* [SELECTED EXTRACT]:
--- --- ---
# Water sprite plant



## testeve (Sep 17, 2012)

Anyone ever have one of these in a Malawi peacock/Hap tank? Im thinking of getting one and trying it out, but not sure if these fish will rip it to shreds. I read they draw nutrients from the water not their roots, so they would be good for a sand substrate tank. It also stated that they grow fast and use up a lot of nitrates. I currently have anubias and ferns and the fish leave them alone.
Just wondering if anyone has had these before.


----------



## CrypticLifeStyle (Dec 14, 2009)

I dont keep africans, but i do keep the plant, and for the most part i kept it floating for the reasons given. It's a hard plant to kill. I do have it planted now, but no worries if dug up. It can how ever be brittle at time's, and you'll find yourself cleaning the intake of the filter(s) of it from time to time.


----------



## BelieveInBlue (Jul 17, 2011)

I would not suggest putting them with Africans. They're very fast growing plants, but they aren't very tough, and get torn fairly easily.


----------



## cichlid-gal (Apr 27, 2012)

My water sprite became lunch for my guys....its doing ok in my betta tank but in one of my cichlid tanks...green toast


----------



## testeve (Sep 17, 2012)

Thanks Everyone for the feedback!

I have some room in my sump, so I might try just floating it in there with a light over it as a little refugium type setup. Just looking for a way to help keep the nitrates down. The ferns and anubias only help a little bit.


----------



## CrypticLifeStyle (Dec 14, 2009)

How big is the sump? Might be able to add substrate, and make a planted tank out of it, while still using it as a sump.


----------



## aj360 (Jul 6, 2013)

With good lighting it grows and vegatativly reproduces very fast. In my aquarium it would grow very thick stems when planted but the root structure is very weak and most of it will end up floating up top in big bushy chunks providing good cover for submissive fishes.


----------



## testeve (Sep 17, 2012)

CrypticLifeStyle said:


> How big is the sump? Might be able to add substrate, and make a planted tank out of it, while still using it as a sump.


It's a 3' long 40gallon. I have actually considered doing what you suggested. I used to have a couple heavily planted tanks using ADA aqua soil, for the sump though I will probably use fluorite, since it should be cleaner. I don't want to inject CO2 though (lowers the pH), but if I go with ferns and the water sprite I should be fine. What do you think?


----------



## CrypticLifeStyle (Dec 14, 2009)

Yeah, both low light plants too though eco complete might work a little better for you. I didnt have much success with flourite with no co2, no ferts, but eco complete has worked wonders. ADA Aqua soil is some good stuff. You could add red cherry shrimp or w/e in it as well. Simple light above as they're low light plants, some moss, a few floaters


----------



## testeve (Sep 17, 2012)
--- --- ---
* [DATASET ENTRIES]:
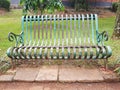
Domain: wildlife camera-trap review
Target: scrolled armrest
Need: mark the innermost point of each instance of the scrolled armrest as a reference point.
(17, 38)
(101, 37)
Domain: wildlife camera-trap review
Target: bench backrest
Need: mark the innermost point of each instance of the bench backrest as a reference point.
(60, 29)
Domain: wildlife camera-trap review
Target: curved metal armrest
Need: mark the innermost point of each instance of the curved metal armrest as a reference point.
(17, 38)
(101, 37)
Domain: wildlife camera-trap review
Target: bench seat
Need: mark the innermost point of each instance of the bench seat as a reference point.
(59, 37)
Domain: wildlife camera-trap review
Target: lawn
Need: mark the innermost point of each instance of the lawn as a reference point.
(11, 22)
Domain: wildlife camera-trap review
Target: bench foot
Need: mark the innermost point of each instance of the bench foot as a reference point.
(106, 64)
(13, 64)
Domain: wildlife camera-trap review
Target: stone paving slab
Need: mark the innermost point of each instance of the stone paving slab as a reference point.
(47, 73)
(6, 78)
(109, 76)
(76, 74)
(26, 74)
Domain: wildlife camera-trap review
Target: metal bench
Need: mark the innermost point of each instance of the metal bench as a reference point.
(50, 37)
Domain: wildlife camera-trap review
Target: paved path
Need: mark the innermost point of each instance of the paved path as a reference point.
(58, 74)
(59, 86)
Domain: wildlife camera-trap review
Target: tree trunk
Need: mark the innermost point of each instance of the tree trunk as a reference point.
(116, 33)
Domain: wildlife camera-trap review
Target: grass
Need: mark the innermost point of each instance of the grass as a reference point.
(11, 22)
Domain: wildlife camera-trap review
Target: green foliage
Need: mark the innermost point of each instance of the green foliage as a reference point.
(4, 64)
(117, 69)
(34, 6)
(80, 4)
(114, 6)
(5, 4)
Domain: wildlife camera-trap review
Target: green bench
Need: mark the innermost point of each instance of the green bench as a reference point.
(63, 37)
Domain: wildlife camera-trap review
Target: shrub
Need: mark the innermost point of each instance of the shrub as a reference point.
(114, 6)
(5, 4)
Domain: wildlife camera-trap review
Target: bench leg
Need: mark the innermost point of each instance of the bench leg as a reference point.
(106, 64)
(13, 63)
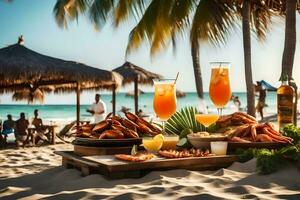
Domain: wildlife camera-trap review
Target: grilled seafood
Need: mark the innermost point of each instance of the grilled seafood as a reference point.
(131, 116)
(139, 157)
(183, 154)
(114, 127)
(111, 134)
(249, 130)
(236, 119)
(100, 126)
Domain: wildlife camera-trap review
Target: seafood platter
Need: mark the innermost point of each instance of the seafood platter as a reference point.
(131, 144)
(113, 135)
(243, 131)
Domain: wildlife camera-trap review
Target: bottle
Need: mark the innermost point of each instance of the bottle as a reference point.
(285, 103)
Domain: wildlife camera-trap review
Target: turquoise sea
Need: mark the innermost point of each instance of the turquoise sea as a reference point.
(68, 112)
--- --- ---
* [REQUIRED WORK]:
A) In the water sprite thread, which substrate does testeve expect to use for the sump?
B) Please update the water sprite thread from "## BelieveInBlue (Jul" to "torn fairly easily.", changing "Africans" to "African cichlids".

* [EXERCISE RESULTS]:
A) Fluorite, since it should be cleaner.

B)
## BelieveInBlue (Jul 17, 2011)

I would not suggest putting them with African cichlids. They're very fast growing plants, but they aren't very tough, and get torn fairly easily.